* _About this exercise_: Start at the line in the entries below that contains "[tag] blue chair", stop at the line that contains "[tag] crumpled napkin", and output exactly the lines in that span, both ends included.

* _Task input_:
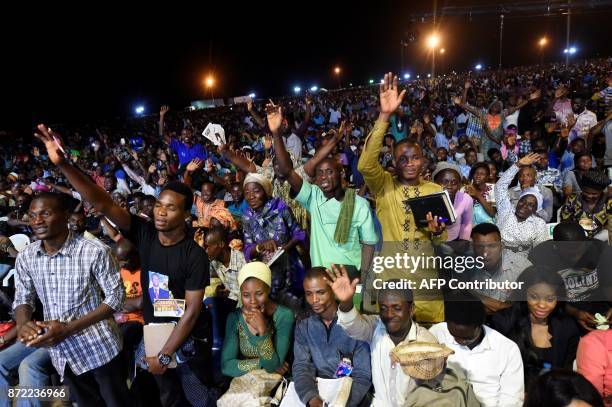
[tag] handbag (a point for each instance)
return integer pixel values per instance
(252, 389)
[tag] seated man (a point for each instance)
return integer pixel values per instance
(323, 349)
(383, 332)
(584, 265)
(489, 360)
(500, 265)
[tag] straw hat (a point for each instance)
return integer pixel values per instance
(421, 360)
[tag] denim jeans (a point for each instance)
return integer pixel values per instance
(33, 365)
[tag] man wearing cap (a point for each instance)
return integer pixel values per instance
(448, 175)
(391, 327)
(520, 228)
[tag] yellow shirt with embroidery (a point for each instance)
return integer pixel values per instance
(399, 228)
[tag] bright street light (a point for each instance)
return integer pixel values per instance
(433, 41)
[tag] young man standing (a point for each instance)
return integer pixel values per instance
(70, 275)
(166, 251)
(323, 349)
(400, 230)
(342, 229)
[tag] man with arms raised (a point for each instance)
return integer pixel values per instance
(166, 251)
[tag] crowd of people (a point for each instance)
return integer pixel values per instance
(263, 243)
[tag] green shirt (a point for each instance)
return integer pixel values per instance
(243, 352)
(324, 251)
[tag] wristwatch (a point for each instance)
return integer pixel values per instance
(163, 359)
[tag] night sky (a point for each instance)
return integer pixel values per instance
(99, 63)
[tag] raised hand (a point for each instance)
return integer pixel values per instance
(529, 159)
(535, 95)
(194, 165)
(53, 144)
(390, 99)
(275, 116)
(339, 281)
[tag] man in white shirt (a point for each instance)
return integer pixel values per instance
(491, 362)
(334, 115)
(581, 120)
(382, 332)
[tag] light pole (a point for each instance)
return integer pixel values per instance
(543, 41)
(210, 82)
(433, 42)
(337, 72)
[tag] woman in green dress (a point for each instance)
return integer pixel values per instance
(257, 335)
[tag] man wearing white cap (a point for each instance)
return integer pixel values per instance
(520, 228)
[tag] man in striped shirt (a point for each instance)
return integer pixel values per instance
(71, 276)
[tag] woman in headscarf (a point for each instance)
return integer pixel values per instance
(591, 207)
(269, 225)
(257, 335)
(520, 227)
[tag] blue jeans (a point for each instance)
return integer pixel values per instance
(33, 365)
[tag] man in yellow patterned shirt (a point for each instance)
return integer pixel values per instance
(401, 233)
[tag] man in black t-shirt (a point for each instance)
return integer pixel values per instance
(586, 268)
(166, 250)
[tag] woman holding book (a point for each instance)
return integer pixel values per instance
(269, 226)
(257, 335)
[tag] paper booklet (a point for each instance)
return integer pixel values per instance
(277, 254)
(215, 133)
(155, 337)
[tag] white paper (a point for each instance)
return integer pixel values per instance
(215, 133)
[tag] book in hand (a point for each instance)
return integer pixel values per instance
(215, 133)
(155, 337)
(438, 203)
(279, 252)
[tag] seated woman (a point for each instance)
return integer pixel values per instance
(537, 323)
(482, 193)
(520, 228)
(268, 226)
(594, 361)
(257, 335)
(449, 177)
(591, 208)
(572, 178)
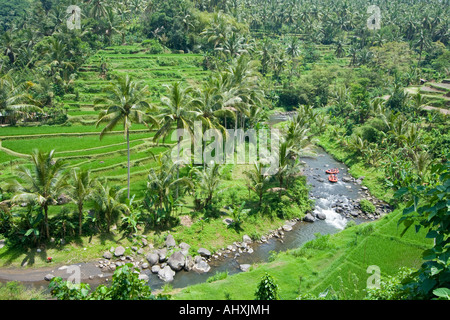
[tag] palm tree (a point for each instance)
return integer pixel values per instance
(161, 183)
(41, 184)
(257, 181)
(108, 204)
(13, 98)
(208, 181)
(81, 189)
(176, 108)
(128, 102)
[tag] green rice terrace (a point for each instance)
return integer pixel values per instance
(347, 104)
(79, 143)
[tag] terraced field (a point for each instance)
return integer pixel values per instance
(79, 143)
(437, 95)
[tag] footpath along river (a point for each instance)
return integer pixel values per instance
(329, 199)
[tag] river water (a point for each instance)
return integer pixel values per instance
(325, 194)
==
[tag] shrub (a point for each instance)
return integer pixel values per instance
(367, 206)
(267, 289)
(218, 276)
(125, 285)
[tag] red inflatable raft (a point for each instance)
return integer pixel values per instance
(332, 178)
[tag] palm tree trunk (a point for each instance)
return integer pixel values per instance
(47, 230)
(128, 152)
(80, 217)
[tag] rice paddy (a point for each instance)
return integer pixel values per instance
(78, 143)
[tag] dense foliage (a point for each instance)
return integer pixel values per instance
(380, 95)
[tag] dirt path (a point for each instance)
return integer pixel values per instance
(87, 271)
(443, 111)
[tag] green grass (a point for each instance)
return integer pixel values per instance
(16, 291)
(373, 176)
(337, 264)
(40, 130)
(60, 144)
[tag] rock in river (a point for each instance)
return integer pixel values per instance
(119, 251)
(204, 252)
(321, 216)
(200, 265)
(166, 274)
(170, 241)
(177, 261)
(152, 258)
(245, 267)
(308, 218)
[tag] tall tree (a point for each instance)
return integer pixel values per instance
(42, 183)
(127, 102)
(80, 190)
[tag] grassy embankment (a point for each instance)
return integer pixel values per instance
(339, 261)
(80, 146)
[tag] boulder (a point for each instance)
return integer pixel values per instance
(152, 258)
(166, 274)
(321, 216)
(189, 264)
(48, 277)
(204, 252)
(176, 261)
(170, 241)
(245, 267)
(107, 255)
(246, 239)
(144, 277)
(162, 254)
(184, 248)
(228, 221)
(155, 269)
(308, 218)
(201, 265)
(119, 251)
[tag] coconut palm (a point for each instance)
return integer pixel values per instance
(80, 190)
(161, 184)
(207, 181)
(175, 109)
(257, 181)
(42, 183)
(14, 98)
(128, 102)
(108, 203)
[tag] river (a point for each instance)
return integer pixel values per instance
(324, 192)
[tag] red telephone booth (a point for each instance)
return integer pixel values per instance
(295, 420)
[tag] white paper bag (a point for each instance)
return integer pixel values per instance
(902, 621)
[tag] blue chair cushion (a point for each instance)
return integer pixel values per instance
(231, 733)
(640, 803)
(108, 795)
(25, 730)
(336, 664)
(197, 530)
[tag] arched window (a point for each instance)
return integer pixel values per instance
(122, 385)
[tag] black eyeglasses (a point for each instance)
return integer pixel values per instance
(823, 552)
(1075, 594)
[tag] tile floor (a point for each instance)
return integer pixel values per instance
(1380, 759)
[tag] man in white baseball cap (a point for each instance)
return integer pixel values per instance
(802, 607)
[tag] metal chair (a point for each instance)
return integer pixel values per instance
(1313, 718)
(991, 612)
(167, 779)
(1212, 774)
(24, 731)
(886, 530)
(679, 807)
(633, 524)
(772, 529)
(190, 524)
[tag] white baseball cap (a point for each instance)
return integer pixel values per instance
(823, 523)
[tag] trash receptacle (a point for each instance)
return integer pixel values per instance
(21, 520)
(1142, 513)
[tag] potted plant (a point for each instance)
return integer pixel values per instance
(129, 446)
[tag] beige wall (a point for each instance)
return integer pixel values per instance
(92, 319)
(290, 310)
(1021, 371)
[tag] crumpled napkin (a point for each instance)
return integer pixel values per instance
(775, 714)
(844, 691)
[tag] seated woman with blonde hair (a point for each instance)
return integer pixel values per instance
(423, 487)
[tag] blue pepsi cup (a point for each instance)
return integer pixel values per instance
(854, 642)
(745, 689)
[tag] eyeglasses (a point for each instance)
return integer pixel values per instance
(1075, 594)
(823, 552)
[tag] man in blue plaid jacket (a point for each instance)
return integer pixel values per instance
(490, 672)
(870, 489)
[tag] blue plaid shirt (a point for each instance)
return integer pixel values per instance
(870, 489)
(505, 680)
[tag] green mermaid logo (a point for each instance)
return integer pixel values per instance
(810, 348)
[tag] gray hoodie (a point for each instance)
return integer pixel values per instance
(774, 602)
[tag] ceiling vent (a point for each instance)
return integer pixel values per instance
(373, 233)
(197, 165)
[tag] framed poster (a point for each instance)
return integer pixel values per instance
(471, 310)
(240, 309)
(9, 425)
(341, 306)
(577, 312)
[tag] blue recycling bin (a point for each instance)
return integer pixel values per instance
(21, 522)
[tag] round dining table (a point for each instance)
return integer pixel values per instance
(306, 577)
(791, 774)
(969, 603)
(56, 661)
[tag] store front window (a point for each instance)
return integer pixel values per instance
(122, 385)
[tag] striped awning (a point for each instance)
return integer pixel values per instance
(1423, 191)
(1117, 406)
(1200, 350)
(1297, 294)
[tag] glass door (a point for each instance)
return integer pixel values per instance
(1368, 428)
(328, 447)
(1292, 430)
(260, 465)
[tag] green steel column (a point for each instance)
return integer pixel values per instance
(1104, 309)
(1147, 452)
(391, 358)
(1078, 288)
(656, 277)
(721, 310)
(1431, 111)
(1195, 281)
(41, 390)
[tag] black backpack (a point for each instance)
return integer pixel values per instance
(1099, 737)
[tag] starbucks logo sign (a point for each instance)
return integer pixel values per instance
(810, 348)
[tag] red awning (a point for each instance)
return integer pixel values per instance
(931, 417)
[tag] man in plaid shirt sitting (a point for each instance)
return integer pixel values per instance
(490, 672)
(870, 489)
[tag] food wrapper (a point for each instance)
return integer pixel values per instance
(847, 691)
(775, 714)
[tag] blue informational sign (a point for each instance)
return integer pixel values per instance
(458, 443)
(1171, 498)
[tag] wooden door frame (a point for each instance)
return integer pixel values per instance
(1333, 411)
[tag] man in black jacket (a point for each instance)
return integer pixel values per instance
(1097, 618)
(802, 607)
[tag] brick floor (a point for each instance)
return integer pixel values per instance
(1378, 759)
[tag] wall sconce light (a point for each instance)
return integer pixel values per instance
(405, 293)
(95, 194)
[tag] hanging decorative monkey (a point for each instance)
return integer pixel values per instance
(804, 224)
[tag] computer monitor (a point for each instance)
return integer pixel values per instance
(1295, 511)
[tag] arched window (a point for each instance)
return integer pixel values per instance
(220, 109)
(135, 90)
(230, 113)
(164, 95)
---
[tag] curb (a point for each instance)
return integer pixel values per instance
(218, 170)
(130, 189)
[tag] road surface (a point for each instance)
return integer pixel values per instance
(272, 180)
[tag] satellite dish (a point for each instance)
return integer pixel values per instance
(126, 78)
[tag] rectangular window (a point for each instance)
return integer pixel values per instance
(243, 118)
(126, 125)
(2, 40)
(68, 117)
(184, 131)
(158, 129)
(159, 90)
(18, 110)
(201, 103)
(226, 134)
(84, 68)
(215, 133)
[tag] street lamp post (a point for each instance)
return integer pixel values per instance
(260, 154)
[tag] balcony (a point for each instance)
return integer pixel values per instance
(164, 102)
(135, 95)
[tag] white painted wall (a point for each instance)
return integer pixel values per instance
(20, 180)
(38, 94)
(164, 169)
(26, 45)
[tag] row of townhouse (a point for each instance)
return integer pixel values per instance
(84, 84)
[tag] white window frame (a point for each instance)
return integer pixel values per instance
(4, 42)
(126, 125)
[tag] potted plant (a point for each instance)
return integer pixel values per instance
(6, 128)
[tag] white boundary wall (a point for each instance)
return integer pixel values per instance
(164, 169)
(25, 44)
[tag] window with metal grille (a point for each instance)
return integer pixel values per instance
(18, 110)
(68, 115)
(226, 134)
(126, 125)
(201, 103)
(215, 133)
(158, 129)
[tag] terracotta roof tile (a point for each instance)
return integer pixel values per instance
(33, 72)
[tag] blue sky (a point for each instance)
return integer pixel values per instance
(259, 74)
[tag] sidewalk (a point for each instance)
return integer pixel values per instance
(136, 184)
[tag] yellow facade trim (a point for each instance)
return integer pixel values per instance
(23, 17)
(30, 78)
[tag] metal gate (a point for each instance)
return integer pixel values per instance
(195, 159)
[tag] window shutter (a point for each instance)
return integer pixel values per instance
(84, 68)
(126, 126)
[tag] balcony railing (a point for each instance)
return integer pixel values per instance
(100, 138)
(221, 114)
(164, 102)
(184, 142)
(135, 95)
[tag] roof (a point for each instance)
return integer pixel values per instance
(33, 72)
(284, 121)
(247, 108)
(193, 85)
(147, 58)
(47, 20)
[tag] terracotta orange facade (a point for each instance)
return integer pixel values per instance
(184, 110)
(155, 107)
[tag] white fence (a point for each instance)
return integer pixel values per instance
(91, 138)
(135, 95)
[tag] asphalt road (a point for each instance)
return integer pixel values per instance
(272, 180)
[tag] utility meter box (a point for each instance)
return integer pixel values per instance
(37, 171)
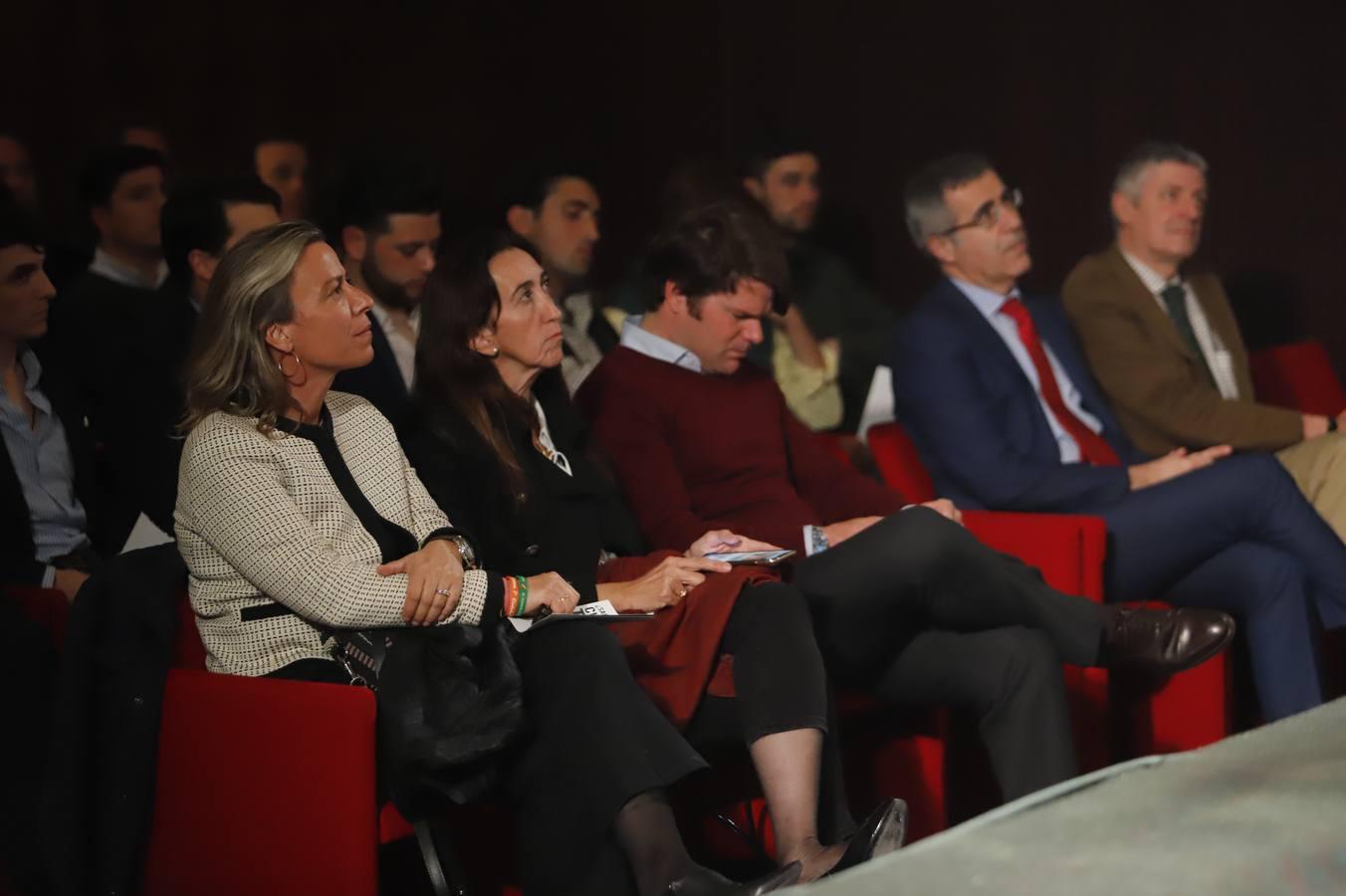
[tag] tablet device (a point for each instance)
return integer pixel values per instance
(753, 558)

* _Answer below_:
[tag] blue chair cushion (a point for each instance)
return integer pixel values per instance
(231, 733)
(640, 803)
(108, 795)
(25, 730)
(336, 664)
(197, 530)
[tag] arched window (a point for each instance)
return integer pixel values per instance
(122, 385)
[tag] black eyeglasses (a point for each instance)
return integer pixel values per instance
(823, 552)
(1075, 594)
[tag] tile floor (a point for each instance)
return integer pixel values per instance
(1380, 759)
[tag] man in white baseball cap (a point for each instance)
return integer pixel values per instance
(802, 607)
[tag] metal chair (a point for each instance)
return integer pixel values per instance
(1313, 718)
(991, 612)
(167, 779)
(1212, 774)
(24, 731)
(886, 530)
(679, 807)
(633, 524)
(772, 529)
(190, 524)
[tag] white baseball cap (a point for each instance)
return integer pixel values per instance
(823, 523)
[tag] trash receptacle (a point for each instance)
return integer pixel values per instance
(21, 520)
(1142, 513)
[tag] potted plant (a point for each instance)
return integer pixel values per instance
(129, 446)
[tag] beige wall (a point for each instance)
return integer pixel values per instance
(92, 319)
(290, 310)
(1021, 371)
[tag] crumpled napkin (a point for each instance)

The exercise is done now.